Your task is to extract every line from the material below exactly.

## START PROVIDED DATA

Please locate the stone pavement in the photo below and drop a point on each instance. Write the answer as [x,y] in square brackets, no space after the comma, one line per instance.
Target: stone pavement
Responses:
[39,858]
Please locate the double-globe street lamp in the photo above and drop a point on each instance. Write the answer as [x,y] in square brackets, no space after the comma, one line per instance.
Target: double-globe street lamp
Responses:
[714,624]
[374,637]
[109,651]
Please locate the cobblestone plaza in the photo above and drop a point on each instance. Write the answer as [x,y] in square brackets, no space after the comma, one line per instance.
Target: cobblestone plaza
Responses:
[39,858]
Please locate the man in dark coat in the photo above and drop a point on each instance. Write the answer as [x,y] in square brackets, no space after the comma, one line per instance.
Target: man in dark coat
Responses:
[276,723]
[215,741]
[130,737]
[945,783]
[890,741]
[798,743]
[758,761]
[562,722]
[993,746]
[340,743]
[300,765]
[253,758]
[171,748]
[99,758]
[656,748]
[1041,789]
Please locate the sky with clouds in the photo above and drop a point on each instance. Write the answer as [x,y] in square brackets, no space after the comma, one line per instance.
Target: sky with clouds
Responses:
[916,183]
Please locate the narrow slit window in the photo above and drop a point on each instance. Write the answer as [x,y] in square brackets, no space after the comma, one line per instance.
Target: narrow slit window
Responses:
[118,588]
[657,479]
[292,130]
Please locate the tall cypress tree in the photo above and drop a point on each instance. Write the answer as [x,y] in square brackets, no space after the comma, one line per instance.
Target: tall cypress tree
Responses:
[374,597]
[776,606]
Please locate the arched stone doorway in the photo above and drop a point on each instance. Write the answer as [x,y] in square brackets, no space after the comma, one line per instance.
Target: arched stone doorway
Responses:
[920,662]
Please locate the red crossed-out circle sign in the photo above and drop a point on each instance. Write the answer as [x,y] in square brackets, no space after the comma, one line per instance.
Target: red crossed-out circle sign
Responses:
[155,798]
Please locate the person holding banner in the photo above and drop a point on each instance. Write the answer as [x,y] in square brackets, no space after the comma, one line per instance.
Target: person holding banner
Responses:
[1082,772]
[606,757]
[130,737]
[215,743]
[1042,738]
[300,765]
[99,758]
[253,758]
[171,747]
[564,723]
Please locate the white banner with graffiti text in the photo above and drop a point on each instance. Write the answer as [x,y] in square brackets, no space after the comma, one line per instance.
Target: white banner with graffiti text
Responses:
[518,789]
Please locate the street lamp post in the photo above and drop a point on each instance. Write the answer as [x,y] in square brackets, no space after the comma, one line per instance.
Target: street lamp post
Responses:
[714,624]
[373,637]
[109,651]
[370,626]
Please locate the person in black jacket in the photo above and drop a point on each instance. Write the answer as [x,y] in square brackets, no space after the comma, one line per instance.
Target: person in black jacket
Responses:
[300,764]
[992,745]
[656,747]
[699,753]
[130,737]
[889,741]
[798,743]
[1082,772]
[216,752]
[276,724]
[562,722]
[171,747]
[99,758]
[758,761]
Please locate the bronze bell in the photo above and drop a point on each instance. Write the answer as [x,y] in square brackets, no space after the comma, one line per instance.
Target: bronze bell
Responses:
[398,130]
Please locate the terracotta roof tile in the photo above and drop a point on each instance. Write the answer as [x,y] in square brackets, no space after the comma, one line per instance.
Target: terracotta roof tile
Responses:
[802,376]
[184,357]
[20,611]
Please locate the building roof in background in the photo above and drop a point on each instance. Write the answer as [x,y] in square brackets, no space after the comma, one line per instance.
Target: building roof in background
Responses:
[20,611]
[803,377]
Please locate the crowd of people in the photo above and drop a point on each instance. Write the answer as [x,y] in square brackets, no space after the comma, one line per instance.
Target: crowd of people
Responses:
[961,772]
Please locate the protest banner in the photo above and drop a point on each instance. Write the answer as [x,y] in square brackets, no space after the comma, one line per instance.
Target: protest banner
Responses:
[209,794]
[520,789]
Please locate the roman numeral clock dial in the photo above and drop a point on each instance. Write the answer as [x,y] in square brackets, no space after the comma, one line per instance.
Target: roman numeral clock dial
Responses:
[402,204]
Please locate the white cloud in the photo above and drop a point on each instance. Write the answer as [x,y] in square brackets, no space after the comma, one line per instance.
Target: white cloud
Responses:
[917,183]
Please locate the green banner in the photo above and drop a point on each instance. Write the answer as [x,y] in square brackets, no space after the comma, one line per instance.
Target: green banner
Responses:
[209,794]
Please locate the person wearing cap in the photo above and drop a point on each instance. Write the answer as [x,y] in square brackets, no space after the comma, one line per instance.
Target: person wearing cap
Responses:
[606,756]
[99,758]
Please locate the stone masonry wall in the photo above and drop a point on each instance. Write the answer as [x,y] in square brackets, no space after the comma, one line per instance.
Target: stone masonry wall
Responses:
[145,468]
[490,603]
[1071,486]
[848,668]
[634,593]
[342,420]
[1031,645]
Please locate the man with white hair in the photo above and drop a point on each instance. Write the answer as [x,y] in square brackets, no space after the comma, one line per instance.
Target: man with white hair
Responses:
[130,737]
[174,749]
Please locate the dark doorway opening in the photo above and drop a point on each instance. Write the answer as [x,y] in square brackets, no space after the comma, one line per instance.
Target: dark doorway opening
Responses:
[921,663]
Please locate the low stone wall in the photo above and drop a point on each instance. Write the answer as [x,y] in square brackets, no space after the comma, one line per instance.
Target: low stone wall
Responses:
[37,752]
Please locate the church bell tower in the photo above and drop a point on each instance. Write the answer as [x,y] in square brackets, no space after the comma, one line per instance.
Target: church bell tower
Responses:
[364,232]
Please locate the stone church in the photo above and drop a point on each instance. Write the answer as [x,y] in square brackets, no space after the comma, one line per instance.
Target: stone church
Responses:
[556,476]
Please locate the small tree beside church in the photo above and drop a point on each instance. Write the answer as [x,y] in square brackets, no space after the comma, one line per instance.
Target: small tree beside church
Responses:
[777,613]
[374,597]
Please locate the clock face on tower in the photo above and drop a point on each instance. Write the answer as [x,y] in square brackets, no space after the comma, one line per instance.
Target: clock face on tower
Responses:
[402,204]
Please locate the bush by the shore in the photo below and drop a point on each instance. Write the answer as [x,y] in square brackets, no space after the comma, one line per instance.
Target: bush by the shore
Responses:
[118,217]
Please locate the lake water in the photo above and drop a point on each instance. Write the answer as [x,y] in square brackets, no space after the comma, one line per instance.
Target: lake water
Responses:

## END PROVIDED DATA

TASK RESULT:
Please locate the stone pavement in the photo below and drop a point on each instance. Write the answer as [x,y] in square brackets, no space after the comma, one line per instance.
Target: stone pavement
Responses:
[39,858]
Please locate the double-globe street lamp in the photo above and drop a point on each instance. Write the answer as [x,y] in square brackets, no space after the comma, one line per instance.
Target: double-globe street lamp
Responses:
[714,624]
[374,637]
[109,651]
Please locate the cobblestone plaza in the photo above and drop a point on each instance. Write the answer as [x,y] in square brackets, no space after the comma, one line per instance.
Target: cobblestone plaza
Responses:
[39,858]
Please locate the man in dark coat in the photo above and drop a point on each instance. Write the answer as [x,y] in square brackets, no space after the comma, one line per instance.
Target: man in dark coat
Responses:
[276,723]
[215,741]
[130,737]
[945,783]
[890,741]
[798,743]
[758,761]
[562,722]
[993,746]
[340,743]
[300,765]
[253,758]
[171,748]
[99,758]
[656,748]
[1041,789]
Please locate the sky with clouds in the photo above and drop a point on each instance. Write the answer as [x,y] in square brackets, no space after the comma, one line per instance.
Target: sky with clouds
Responses:
[916,183]
Please locate the narrow slit window in the photo above and drop a point on each instance. Write the answer as [x,y] in square brackets, no space after the comma, one line per instance.
Target: narrow slit window
Responses:
[118,588]
[657,479]
[292,130]
Please locate the tall cypress tree in the photo above and drop a point on each instance. Write the answer as [x,y] in square brackets, no space after the comma, one line per instance.
Target: tall cypress tree
Responses:
[374,597]
[776,606]
Please locate the arched stone doorway in the photo above and drop a point on each instance. Write the answer as [x,y] in square brackets, no space after the comma, one line per instance.
Target: arched stone doorway
Responses:
[920,662]
Please locate the red crossed-out circle sign in the photo above and drop a point on each instance. Write the answer as [x,y] in square brackets, no space after the comma, one line per instance.
Target: red crossed-out circle sign
Responses:
[155,798]
Please locate the person holding banner in the photo above and drop a point on each instance. Write the answer as [x,y] in square brackets, no space after the comma, one line per instance.
Target: person holding banner
Responses:
[1082,772]
[606,757]
[130,737]
[215,743]
[1042,738]
[300,765]
[99,758]
[253,758]
[171,747]
[564,723]
Please locate the white banner with graffiti text in the photo above and drop a point on each instance. Write the answer as [x,y] in square brackets, no space after the comma, one line per instance.
Target: white banner with graffiti text
Responses:
[518,789]
Please locate the street lamp post in the photo above and drop a point on each instance. Write the answer as [x,y] in square brackets, no space after the comma, one line per instance.
Target: street lamp post
Responses:
[714,624]
[373,637]
[109,651]
[370,626]
Please locate the person in black jacket in the photo above and drop a point on each instance. Write the answer as [x,y] in square brackets, no space after the comma, one line per instance.
Target: person in black jacket
Responses:
[300,764]
[992,745]
[656,747]
[699,753]
[130,737]
[889,741]
[798,743]
[1082,772]
[216,752]
[276,724]
[562,722]
[171,747]
[99,758]
[758,761]
Please locate the bronze bell in the photo above and drop a point on each instance. Write the answer as [x,y] in square brackets, no space after the comma, one line per instance.
Target: bronze bell
Responses:
[398,130]
Please locate the terracotta roof tile in the photo above and drop a point on each instance. Write the answer as [x,y] in square brackets, no space after the comma, one line per instance.
Target: terracotta roof tile
Responses:
[802,376]
[184,357]
[20,611]
Please locate the building roof in background in the photo above and drop a point on each instance. Write the answer as [x,y] in square brackets, no space after the comma, one line per instance.
Target: building roof in background
Responses:
[20,611]
[803,377]
Please locate the crowd of people in the photo above and drop a point on each instance. Write the answer as [x,y] in square brackets, no space after the comma, one line per instance.
Target: crowd of people
Responses:
[961,772]
Please locate the protest banner in the photo above and drop a point on each instance. Write the answer as [x,y] in square brackets, no space after the comma, one line per instance.
Target: protest banner
Responses:
[209,794]
[520,789]
Please locate the roman numeral clock dial in the photo above and drop a point on each instance. Write the answer as [x,y] in square brackets, no space after the comma, one line per instance.
Target: roman numeral clock dial
Responses:
[402,204]
Please locate the white cloud in the photo above and drop a point on each instance. Write the answer as [x,y] in square brackets, no space after the comma, one line per instance.
Target: white cloud
Responses:
[917,183]
Please locate the green banner in the photo above and drop a point on each instance. Write the answer as [x,y] in square brackets, no space after the comma, one line per instance.
Target: green banner
Responses:
[209,794]
Please locate the person wearing cap in the photo above and drop a point on each instance. Write the answer as [x,y] in square brackets, no space after the comma, one line per instance.
Target: person wearing cap
Responses:
[606,756]
[99,758]
Please locate the stone masonry wall in the photo above and drop a point on each instance. Write the answer as [x,y] in square brackets, no space after the comma, one line per instance.
Target: stone masonry wall
Responses:
[145,468]
[490,603]
[1071,486]
[848,668]
[634,593]
[342,420]
[1031,645]
Please locate the man with white hair in the photo above and drop a point on each instance. Write the answer as [x,y] in square brackets, no space after the comma, one line per instance.
Target: man with white hair
Responses:
[130,737]
[174,749]
Please locate the dark doorway opening in the photo above and drop a point on each instance. Write the answer as [x,y] in square brackets, no space after the comma, one line per instance.
Target: dark doorway opening
Responses:
[921,663]
Please locate the low stone wall in the photo above and drop a point on each instance. Write the answer as [x,y] in square brackets, no space after the comma, one line per instance.
Target: low stone wall
Responses:
[37,752]
Please locate the church bell tower in the photo above and drop a point on each instance. Write the answer as [x,y] in square brackets, no space after the comma, one line per instance.
Target: church bell tower
Responses:
[364,232]
Please locate the stone church in the photo above and drop a point on each instance. Write the answer as [x,y] in square brackets, no space after the comma, one line per instance.
Target: stone church
Responses:
[556,476]
Please locate the small tree beside church in the photo above and drop a point on each instance. Write the answer as [x,y] in square brackets, no space after the comma, one line per instance.
Target: small tree beside church
Responses:
[777,613]
[374,597]
Please locate the clock face on tower in the photo above and drop a point on each instance. Write the answer as [x,y] in square brackets, no space after the comma, one line per instance.
Target: clock face on tower
Responses:
[402,204]
Please locate the bush by the shore in the photo below and drop a point on each instance. Write the answer as [x,y] in square brackets, no space after the comma, one line per instance.
Target: bush by the shore
Responses:
[118,217]
Please locate the lake water in the photo above and drop a point on each instance. Write the answer as [x,y] in square brackets, no space after the comma, one line per instance.
Target: lake water
Responses:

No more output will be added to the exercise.